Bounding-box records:

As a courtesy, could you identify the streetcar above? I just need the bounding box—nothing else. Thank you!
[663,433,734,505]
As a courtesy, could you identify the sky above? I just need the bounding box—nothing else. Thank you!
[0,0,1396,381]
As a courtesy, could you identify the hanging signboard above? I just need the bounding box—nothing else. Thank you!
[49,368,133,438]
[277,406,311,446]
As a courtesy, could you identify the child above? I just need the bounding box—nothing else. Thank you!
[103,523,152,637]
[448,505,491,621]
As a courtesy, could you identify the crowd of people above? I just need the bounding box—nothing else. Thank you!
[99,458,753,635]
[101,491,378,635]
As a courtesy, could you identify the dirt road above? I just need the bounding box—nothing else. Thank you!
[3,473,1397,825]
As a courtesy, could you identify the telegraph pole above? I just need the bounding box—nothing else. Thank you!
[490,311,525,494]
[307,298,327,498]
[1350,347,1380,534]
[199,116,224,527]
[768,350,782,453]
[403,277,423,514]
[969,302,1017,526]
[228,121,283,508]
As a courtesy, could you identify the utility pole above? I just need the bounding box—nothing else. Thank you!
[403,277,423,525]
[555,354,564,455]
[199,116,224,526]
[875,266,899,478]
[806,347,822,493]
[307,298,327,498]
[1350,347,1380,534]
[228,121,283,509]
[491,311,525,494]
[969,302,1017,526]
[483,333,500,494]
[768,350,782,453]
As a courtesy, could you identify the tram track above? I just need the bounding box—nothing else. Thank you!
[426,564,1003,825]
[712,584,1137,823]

Aim
Reproduce all of the data above verbatim, line by line, in its original order.

The reply
As a courtesy, could you identify the streetcar above? I just need the bounding box—nothing else. Thank you!
[663,433,734,505]
As a courtesy, could you identify the sky above? I just need the bounding box—nothing else. Thank you!
[0,0,1396,381]
As a courtesy, could you identify the hanging signboard above? I just need the bounding box—nothing else. Thank you!
[49,368,133,438]
[277,406,311,446]
As a courtesy, could you identify the child above? I just need the bounding box—nothing else. Thank you!
[103,523,152,637]
[448,505,491,621]
As a courtesy, could you identify the crowd of people above? I just need the bounding box—nothing else. Thank you!
[99,458,753,635]
[101,491,378,635]
As a courtesy, could you identify the dirt road above? I just need the bounding box—nothing else. Thank you!
[3,473,1397,825]
As a courtesy, could you identify the telegraph pole above? I just need the bounding box—nothing else. Thank you!
[490,311,525,494]
[307,298,327,498]
[1350,347,1380,534]
[199,116,224,527]
[768,350,782,453]
[403,277,423,514]
[969,302,1017,526]
[228,121,283,508]
As a courtesy, could you identify the utility pole above? I just need the bounding box—nothing else. Thank you!
[403,277,423,525]
[555,354,564,455]
[199,116,224,526]
[875,266,899,478]
[806,347,822,493]
[307,298,327,498]
[1350,347,1380,534]
[228,121,283,509]
[491,311,525,494]
[969,302,1017,526]
[483,333,500,494]
[768,350,782,453]
As a courtesy, could you identify the tram track above? I just need the bounding box—nothing else. Thank you!
[426,564,1003,825]
[712,584,1137,823]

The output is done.